◆ **What this exercise asks**
• 1. From the article on seasonal depression, return the passage that begins at the words "SAD, also known" and stops after the words "seasonal depression, he said.", copied word for word.
• 2. According to the article on seasonal depression, how much daily exercise is needed to stimulate receptors in the brain?

◆ **Text section**
------

By Lee Jung-ping, Tsai Ssu-pei and Sherry Hsiao  /  Staff reporters, with staff writer

Fatigue, depression, mood swings, loss of interest in daily activities and problems with sleep during the fall and winter months could be signs of seasonal affective disorder (SAD), a psychiatrist in Taoyuan said.

SAD, also known as seasonal depression, is a form of depression that originally described the symptoms of people in northern Europe during winter, triggered by reduced exposure to daylight and lower temperatures, Landseed International Hospital psychiatrist Lin Po (林博) said.

Children can also be affected by seasonal depression, he said.

The start of a new school year typically takes some adjusting to and brings with it greater academic pressure, which could lead to trouble concentrating, mood instability and irritability, he added, urging parents to show more affection toward their children instead of casting blame.

To prevent or treat SAD, increase exposure to daylight and do more exercise, Lin said.

At least 15 minutes of exercise per day, during which the heart rate exceeds 100 beats per minute, is needed to stimulate receptors in the brain, and lower feelings of anxiety and depression, he said.

------

◆ **Study material**
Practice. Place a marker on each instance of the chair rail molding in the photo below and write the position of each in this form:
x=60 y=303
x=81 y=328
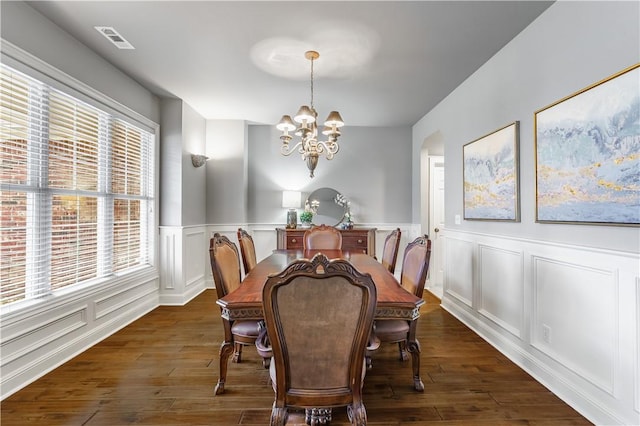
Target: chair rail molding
x=568 y=315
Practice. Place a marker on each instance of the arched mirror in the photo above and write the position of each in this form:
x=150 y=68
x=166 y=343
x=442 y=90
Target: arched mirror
x=329 y=206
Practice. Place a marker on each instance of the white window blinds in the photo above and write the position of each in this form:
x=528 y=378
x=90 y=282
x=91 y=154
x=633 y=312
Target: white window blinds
x=76 y=191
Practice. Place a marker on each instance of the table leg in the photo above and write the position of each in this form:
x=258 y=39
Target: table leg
x=414 y=349
x=226 y=350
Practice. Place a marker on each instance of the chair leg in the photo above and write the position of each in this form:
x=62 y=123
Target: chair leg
x=357 y=414
x=278 y=416
x=237 y=353
x=402 y=346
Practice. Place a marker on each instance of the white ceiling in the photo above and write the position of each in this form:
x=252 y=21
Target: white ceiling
x=382 y=63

------

◆ **Solved problems**
• 1.
SAD, also known as seasonal depression, is a form of depression that originally described the symptoms of people in northern Europe during winter, triggered by reduced exposure to daylight and lower temperatures, Landseed International Hospital psychiatrist Lin Po (林博) said.

Children can also be affected by seasonal depression, he said.

• 2. At least 15 minutes per day, with the heart rate exceeding 100 beats per minute.